Aufgabe
Schreibe die folgenden Datensätze neu und ersetze darin „red jacket“ überall durch „blue jacket“. Alles andere bleibt unverändert.

Eingabedaten
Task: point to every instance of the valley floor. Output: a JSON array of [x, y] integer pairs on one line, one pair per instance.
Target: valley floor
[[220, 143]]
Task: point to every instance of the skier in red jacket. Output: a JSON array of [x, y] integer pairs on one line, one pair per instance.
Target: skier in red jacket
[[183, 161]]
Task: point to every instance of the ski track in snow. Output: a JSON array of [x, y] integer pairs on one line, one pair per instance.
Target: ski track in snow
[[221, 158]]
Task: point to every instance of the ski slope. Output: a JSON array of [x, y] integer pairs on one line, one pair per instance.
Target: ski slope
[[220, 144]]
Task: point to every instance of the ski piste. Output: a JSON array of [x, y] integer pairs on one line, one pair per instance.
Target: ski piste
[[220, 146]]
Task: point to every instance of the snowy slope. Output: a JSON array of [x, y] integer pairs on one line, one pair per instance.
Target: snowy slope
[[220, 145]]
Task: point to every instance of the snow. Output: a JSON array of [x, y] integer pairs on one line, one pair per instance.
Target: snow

Lösung
Task: point to every instance of the valley floor. Output: a JSON array of [x, y] integer pairs on one line, one pair per instance.
Target: valley floor
[[220, 143]]
Task: point to every instance of the skier in blue jacket. Output: a JSON array of [x, y] integer pairs on one line, one pair per instance.
Target: skier in blue jacket
[[183, 161]]
Task: point to every instance of the ski track in snow. Output: a JSON array of [x, y] integer pairs on one line, one pair per instance.
Target: ski track in snow
[[221, 158]]
Task: point to every instance of the ski slope. Output: a JSON array of [x, y] integer pairs on one line, one pair per instance.
Target: ski slope
[[220, 144]]
Task: point to every instance of the ski piste. Output: a JSON array of [x, y] integer pairs on one line, one pair per instance.
Target: ski piste
[[220, 146]]
Task: point to every instance of the snowy slope. Output: a JSON array of [x, y] integer pairs on one line, one pair per instance.
Target: snowy slope
[[220, 145]]
Task: point to every instance of the snow. Output: a JSON array of [x, y] integer pairs on one line, one pair per instance.
Target: snow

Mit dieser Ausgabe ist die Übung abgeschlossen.